-- start --

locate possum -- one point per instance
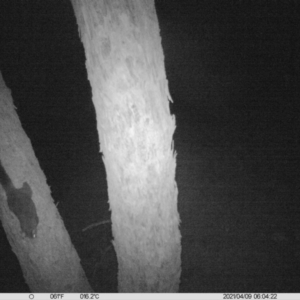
(20, 203)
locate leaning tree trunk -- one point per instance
(125, 65)
(30, 219)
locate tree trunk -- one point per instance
(125, 65)
(30, 219)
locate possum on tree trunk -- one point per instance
(20, 203)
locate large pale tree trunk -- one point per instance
(125, 65)
(30, 219)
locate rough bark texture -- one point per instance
(125, 65)
(49, 261)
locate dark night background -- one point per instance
(233, 71)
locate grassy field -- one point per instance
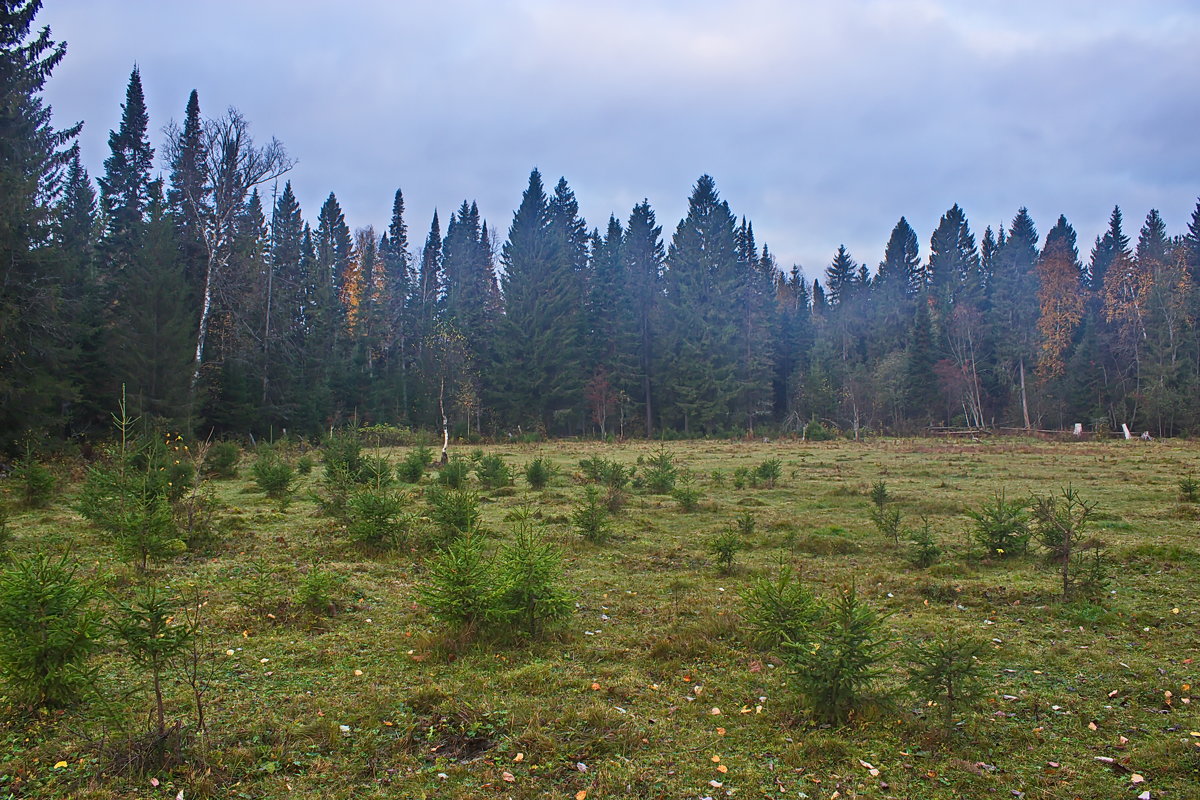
(652, 687)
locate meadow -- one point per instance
(321, 671)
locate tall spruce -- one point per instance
(642, 258)
(1014, 310)
(701, 323)
(540, 332)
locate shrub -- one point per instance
(459, 588)
(1189, 488)
(454, 473)
(454, 511)
(947, 669)
(924, 551)
(660, 473)
(1001, 527)
(843, 657)
(34, 481)
(528, 582)
(724, 546)
(412, 469)
(769, 471)
(591, 517)
(779, 609)
(275, 477)
(539, 473)
(48, 627)
(222, 459)
(376, 517)
(687, 493)
(492, 471)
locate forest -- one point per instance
(189, 275)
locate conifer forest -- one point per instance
(189, 274)
(913, 523)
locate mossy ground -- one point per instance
(651, 689)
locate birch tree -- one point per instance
(229, 164)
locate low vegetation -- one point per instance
(589, 620)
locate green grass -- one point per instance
(628, 685)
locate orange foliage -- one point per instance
(1062, 300)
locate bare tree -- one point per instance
(229, 166)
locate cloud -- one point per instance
(823, 122)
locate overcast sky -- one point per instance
(822, 122)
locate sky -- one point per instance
(822, 122)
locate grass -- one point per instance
(378, 699)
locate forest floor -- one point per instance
(652, 687)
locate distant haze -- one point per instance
(822, 122)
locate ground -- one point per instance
(652, 687)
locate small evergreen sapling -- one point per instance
(841, 659)
(153, 639)
(947, 669)
(459, 588)
(539, 473)
(779, 608)
(48, 627)
(1001, 527)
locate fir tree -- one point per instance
(35, 337)
(541, 328)
(701, 343)
(642, 258)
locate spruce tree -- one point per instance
(642, 258)
(35, 337)
(539, 336)
(701, 343)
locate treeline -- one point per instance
(210, 298)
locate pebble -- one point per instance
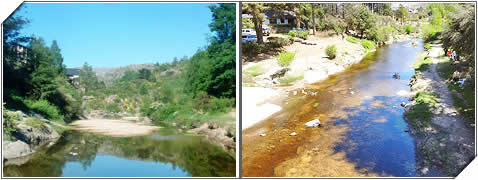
(313, 123)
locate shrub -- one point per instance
(352, 39)
(44, 108)
(284, 58)
(427, 46)
(367, 44)
(303, 34)
(277, 42)
(407, 29)
(431, 32)
(288, 80)
(112, 108)
(252, 48)
(331, 51)
(293, 33)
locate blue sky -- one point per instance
(119, 34)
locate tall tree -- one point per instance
(224, 21)
(255, 10)
(87, 79)
(402, 13)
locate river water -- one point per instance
(164, 153)
(363, 131)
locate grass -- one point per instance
(352, 39)
(288, 80)
(284, 58)
(35, 123)
(367, 44)
(254, 70)
(463, 96)
(422, 63)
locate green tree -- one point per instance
(363, 19)
(224, 21)
(402, 13)
(87, 79)
(460, 34)
(255, 10)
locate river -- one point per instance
(164, 153)
(363, 132)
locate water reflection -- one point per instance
(162, 154)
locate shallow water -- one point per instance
(164, 153)
(362, 132)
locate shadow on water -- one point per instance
(164, 153)
(377, 139)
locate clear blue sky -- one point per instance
(119, 34)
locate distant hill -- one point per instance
(109, 74)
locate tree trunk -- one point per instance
(297, 19)
(258, 28)
(313, 18)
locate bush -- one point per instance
(44, 108)
(293, 33)
(367, 44)
(277, 42)
(427, 46)
(407, 29)
(303, 34)
(284, 58)
(112, 108)
(331, 51)
(352, 39)
(252, 48)
(431, 32)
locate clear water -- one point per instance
(165, 153)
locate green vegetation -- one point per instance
(422, 63)
(427, 46)
(367, 44)
(254, 70)
(44, 108)
(284, 58)
(291, 79)
(352, 39)
(331, 51)
(303, 34)
(187, 91)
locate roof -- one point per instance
(272, 14)
(72, 71)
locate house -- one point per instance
(278, 18)
(73, 75)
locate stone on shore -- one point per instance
(313, 123)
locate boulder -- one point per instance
(313, 123)
(15, 149)
(35, 136)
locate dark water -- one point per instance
(376, 139)
(165, 153)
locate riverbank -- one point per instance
(444, 139)
(262, 93)
(26, 134)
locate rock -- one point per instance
(15, 149)
(313, 123)
(279, 73)
(35, 136)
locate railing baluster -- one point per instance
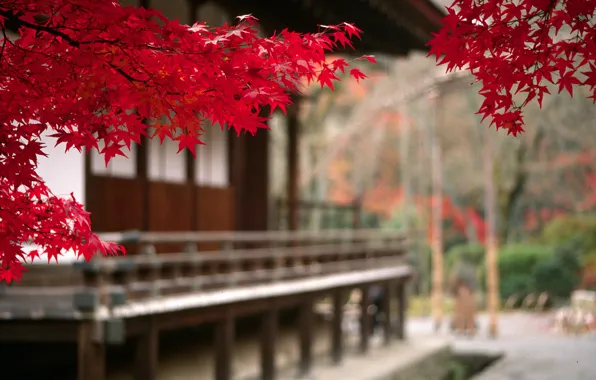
(90, 352)
(389, 288)
(224, 345)
(269, 325)
(365, 322)
(337, 342)
(401, 311)
(305, 330)
(154, 269)
(147, 351)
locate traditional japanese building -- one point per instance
(226, 187)
(84, 312)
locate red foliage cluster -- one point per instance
(96, 75)
(519, 46)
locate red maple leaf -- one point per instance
(517, 46)
(95, 75)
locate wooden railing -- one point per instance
(109, 300)
(346, 216)
(278, 256)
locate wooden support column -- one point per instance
(293, 193)
(365, 320)
(337, 342)
(251, 187)
(388, 322)
(224, 345)
(305, 336)
(269, 327)
(401, 311)
(90, 352)
(147, 351)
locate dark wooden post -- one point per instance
(388, 323)
(365, 322)
(147, 351)
(305, 335)
(356, 212)
(337, 343)
(401, 311)
(224, 345)
(292, 170)
(90, 352)
(269, 322)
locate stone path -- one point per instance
(531, 351)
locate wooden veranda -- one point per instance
(110, 301)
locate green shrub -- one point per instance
(472, 254)
(563, 230)
(516, 268)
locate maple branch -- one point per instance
(11, 17)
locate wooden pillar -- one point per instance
(293, 194)
(305, 336)
(90, 352)
(147, 352)
(388, 323)
(141, 172)
(269, 327)
(224, 345)
(365, 322)
(402, 303)
(250, 178)
(337, 342)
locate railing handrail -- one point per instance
(134, 236)
(235, 255)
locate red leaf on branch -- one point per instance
(515, 46)
(357, 74)
(95, 74)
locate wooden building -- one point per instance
(226, 186)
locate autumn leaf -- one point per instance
(100, 76)
(517, 46)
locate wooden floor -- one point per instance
(188, 359)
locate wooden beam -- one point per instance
(337, 341)
(269, 327)
(90, 352)
(38, 331)
(223, 297)
(224, 345)
(147, 351)
(305, 331)
(365, 320)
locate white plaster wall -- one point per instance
(164, 164)
(63, 172)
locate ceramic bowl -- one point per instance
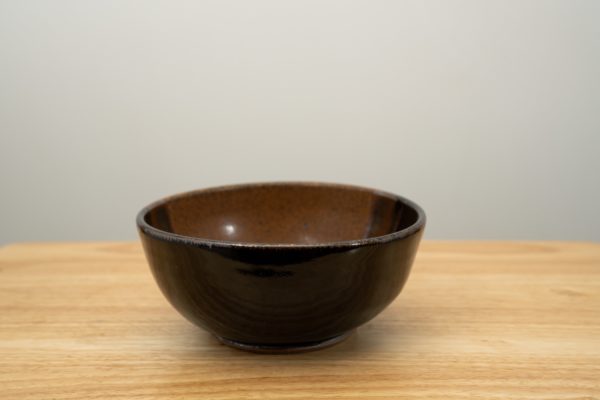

-- end --

◆ What the exercise asks ◆
Quote, line for line, the part of the entries that opens with the line containing "locate wooden beam -- one point per instance" and runs through the end of the entries, leaving out any pictures.

◆ Worked solution ◆
locate wooden beam -- one point per instance
(337, 341)
(269, 327)
(90, 352)
(38, 331)
(223, 297)
(224, 345)
(147, 351)
(305, 331)
(365, 320)
locate white plaster wall -- one point per instance
(164, 164)
(63, 172)
locate ceramic bowl -- one point per instance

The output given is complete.